Benoît Cheyrou : «je suis passé d'un des plus beaux métiers du monde à un autre»
Déjà doté d'une belle expérience dans sa jeune carrière de consultant, Benoît Cheyrou s'épanouit désormais au sein de Prime Video. L'ancien milieu de terrain du LOSC ou encore de l'OM éclaire les abonnés d'Amazon avec ses analyses pointues chaque week-end en Ligue 1, que ce soit au stade ou sur le plateau de Dimanche Soir Football. Ce mordu de tactique s'est confié à Foot Mercato avant le choc de la 26ème journée du championnat de France opposant le LOSC à l'OL dimanche (20h45).
Foot Mercato : comment se passe votre rôle de consultant chez Prime Video ? Ce n'est que du plaisir ?
Benoît Cheyrou : franchement, oui ! On a une équipe motivée, avec un bon état d'esprit, c'est agréable de travailler ensemble. Ce n'est pas que le plateau ou le stade, c'est aussi les voyages, le train, l'hôtel, les lendemains. Il y a une très bonne ambiance. Que voulez-vous que je vous dise... on regarde un match de foot, on dit ce qu'on pense sur ce qu'il se passe sur le terrain, on est payés pour ça, on va dans les plus beaux stades de France : c'est un travail rêvé. On est privilégiés. Je suis passé d'un des plus beaux métiers du monde à un autre, j'ai de la chance !
FM : comment êtes-vous arrivé à Prime Video ?
BC : j'ai connu beaucoup de médias en deux ans et demi. C'est très formateur. J'ai eu l'opportunité de faire une mission ponctuelle sur l'Euro 2020. Une première pour moi. Un exercice différent à L'Équipe, avec un plateau tous les jours cinq fois par semaine, un rythme différent. Ça m'intéressait, surtout avec Smaïl Bouabdellah, un ami d'enfance avec lequel j'aime beaucoup travailler. J'ai ensuite été sollicité, et j'ai tout de suite été intéressé. Ça s'est fait un petit peu au dernier moment. Tout le monde attendait de savoir qui aurait les droits TV. Ça s'est fait très tard, ils n'ont pas eu beaucoup de temps pour tout préparer. Ils cherchaient des consultants disponibles sur le marché. J'ai été contacté, par téléphone, deux semaines avant le Trophée des Champions (le 1er août 2021, NDLR).

EXTRAIT SOURCE =

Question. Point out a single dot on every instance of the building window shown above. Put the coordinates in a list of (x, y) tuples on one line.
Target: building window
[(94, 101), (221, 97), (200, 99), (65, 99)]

CONSIGNE A =
Répondez aux questions suivantes d'après l'entretien.
(i) Quel match de la 26e journée est annoncé dans l'introduction ?
(ii) Avec quel ami d'enfance Benoît Cheyrou dit-il aimer beaucoup travailler ?
(iii) Combien de temps avant le Trophée des Champions a-t-il été contacté, et par quel moyen ?
CONSIGNE B = Reproduisez fidèlement le passage de l'entretien qui va de « Benoît Cheyrou : franchement, oui » jusqu'à « à Prime Video ? ».

RÉPONSE ATTENDUE A =
(i) Le choc entre le LOSC et l'OL, dimanche à 20h45.
(ii) Smaïl Bouabdellah.
(iii) Deux semaines avant, par téléphone.

RÉPONSE ATTENDUE B =
Benoît Cheyrou : franchement, oui ! On a une équipe motivée, avec un bon état d'esprit, c'est agréable de travailler ensemble. Ce n'est pas que le plateau ou le stade, c'est aussi les voyages, le train, l'hôtel, les lendemains. Il y a une très bonne ambiance. Que voulez-vous que je vous dise... on regarde un match de foot, on dit ce qu'on pense sur ce qu'il se passe sur le terrain, on est payés pour ça, on va dans les plus beaux stades de France : c'est un travail rêvé. On est privilégiés. Je suis passé d'un des plus beaux métiers du monde à un autre, j'ai de la chance !
FM : comment êtes-vous arrivé à Prime Video ?